To do: Your task is to write out the lines from the line containing "Each instance of the hay" through the last line of the material, exactly.

-- BEGIN Provided entries --

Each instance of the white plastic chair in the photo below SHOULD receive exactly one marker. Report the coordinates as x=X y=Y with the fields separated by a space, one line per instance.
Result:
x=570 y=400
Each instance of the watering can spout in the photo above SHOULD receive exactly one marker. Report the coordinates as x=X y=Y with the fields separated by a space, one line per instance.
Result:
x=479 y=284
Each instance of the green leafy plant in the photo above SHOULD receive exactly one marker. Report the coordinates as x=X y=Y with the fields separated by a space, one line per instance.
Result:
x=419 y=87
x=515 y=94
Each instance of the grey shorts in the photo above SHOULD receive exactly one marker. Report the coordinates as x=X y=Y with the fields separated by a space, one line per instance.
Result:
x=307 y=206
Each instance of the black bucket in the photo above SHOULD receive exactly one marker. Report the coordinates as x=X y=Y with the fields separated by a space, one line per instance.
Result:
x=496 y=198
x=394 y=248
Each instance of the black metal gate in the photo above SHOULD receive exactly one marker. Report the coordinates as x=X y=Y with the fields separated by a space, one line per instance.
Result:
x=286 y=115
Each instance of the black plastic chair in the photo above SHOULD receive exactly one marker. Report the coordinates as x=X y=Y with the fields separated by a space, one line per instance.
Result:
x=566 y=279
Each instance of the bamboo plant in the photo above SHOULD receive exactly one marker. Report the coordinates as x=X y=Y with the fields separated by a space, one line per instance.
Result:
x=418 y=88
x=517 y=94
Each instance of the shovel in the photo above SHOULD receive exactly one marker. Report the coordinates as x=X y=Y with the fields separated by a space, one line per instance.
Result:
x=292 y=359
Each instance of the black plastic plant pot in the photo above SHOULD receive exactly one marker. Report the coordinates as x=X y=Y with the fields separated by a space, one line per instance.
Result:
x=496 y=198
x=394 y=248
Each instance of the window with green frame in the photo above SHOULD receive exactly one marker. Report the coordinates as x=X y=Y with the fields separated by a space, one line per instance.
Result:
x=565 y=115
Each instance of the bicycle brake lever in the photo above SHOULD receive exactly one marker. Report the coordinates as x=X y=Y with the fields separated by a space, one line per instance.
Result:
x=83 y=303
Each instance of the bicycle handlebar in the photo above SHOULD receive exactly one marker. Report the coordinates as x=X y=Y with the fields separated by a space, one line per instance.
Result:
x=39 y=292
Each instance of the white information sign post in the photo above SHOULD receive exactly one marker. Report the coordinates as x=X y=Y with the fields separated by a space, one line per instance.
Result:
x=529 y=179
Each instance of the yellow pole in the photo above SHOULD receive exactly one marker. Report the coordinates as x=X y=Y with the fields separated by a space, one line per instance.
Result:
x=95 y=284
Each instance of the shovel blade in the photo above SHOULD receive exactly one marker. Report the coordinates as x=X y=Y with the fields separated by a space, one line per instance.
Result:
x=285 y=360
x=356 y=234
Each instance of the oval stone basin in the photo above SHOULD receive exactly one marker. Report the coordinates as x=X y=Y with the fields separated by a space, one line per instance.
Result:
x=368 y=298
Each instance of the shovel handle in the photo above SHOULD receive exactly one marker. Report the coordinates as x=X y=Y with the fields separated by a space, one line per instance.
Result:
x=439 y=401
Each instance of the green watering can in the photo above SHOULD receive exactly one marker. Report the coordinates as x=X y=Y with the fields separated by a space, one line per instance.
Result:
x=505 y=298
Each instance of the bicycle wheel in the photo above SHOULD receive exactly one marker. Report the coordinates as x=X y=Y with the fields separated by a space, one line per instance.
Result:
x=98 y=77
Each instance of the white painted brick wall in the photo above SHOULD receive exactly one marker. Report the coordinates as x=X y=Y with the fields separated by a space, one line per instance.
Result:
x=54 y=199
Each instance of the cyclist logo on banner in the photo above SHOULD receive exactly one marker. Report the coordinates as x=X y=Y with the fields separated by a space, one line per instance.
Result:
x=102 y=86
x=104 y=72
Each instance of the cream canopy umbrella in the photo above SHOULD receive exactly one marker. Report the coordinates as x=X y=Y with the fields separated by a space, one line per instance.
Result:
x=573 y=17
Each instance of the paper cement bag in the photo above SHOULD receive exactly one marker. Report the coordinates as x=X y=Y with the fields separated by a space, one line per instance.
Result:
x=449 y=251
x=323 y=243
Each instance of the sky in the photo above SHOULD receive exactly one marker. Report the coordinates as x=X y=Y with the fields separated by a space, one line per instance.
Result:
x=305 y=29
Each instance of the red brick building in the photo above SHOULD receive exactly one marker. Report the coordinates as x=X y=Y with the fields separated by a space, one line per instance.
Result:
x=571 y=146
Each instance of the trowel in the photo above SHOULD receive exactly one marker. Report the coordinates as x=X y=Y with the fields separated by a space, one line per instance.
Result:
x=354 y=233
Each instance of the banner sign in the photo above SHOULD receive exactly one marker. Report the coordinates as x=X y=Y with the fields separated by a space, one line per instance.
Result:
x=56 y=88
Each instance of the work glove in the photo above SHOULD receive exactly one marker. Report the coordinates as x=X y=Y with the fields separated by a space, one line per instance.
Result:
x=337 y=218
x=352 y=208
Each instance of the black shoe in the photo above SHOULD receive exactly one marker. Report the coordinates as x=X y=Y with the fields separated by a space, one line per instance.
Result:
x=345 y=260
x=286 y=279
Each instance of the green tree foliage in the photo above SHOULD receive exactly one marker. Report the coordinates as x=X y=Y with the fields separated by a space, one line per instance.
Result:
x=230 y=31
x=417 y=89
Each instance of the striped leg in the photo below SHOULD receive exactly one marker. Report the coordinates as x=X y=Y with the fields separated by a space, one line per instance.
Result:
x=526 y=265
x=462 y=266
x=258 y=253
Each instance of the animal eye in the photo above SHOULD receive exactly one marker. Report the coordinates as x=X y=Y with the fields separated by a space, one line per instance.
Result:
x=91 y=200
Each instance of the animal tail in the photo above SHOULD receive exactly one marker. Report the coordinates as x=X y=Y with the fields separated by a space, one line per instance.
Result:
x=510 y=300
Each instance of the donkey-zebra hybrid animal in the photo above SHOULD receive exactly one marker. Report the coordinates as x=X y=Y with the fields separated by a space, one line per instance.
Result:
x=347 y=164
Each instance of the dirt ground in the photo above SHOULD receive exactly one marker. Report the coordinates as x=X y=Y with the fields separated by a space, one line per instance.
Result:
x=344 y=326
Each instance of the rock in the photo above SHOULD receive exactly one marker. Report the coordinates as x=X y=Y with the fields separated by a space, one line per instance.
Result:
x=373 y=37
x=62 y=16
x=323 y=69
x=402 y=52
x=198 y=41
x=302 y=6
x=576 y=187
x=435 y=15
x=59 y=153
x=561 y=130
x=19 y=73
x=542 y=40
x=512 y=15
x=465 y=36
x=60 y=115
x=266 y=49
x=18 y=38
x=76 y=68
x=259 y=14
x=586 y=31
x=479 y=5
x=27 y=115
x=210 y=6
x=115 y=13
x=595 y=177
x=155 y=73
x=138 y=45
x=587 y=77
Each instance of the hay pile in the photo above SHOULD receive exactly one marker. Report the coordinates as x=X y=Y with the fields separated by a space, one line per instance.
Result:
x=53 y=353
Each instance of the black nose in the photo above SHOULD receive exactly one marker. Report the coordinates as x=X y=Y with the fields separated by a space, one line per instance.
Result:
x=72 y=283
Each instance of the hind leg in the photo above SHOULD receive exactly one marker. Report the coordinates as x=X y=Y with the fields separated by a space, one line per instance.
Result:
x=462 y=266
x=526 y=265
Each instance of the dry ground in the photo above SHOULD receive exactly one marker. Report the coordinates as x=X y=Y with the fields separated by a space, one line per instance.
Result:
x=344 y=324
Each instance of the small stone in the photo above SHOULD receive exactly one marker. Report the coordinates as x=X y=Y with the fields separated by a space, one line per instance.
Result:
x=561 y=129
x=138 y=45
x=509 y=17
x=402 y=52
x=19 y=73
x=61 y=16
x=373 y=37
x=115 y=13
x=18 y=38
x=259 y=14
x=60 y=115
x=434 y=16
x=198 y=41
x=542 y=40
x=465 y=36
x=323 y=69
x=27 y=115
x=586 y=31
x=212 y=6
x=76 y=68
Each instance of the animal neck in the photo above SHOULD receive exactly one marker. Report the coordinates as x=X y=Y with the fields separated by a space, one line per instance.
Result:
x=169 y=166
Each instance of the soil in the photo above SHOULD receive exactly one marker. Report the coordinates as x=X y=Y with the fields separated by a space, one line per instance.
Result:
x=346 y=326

-- END Provided entries --

Full answer:
Each instance of the hay pile in the photo above SHOULD receive exactly one marker. Report the coordinates as x=X y=Y with the fields separated by a space, one line per instance.
Result:
x=53 y=353
Each instance of the black nose in the photo above SHOULD receive exactly one marker. Report the coordinates as x=X y=Y with the fields separated by a space, one line per instance.
Result:
x=72 y=283
Each instance of the hind leg in the photo above SHOULD receive exactly one marker. Report the coordinates as x=X y=Y with the fields separated by a space, one line per instance.
Result:
x=462 y=266
x=526 y=265
Each instance of the dry ground in the photo above SHOULD receive exactly one marker. Report the coordinates as x=X y=Y with the fields separated by a space, one line per instance.
Result:
x=344 y=324
Each instance of the small stone in the photo above SHOULD receive exactly one marker. Report the coordinates as x=X y=Y with the fields separated by a space, one line per instance.
Result:
x=561 y=129
x=138 y=45
x=509 y=17
x=402 y=52
x=19 y=73
x=61 y=16
x=373 y=37
x=115 y=13
x=18 y=38
x=259 y=14
x=60 y=115
x=434 y=16
x=198 y=41
x=542 y=40
x=465 y=36
x=323 y=69
x=27 y=115
x=586 y=31
x=212 y=6
x=76 y=68
Each instance of the animal neck in the photo above SHOULD receive exactly one marker. Report the coordinates as x=X y=Y with the fields separated by a space, one line per instance.
Result:
x=169 y=166
Each instance of the soil in the photo above SHOULD receive exactly one marker. Report the coordinates as x=X y=Y with the fields separated by a space, one line per instance.
Result:
x=346 y=326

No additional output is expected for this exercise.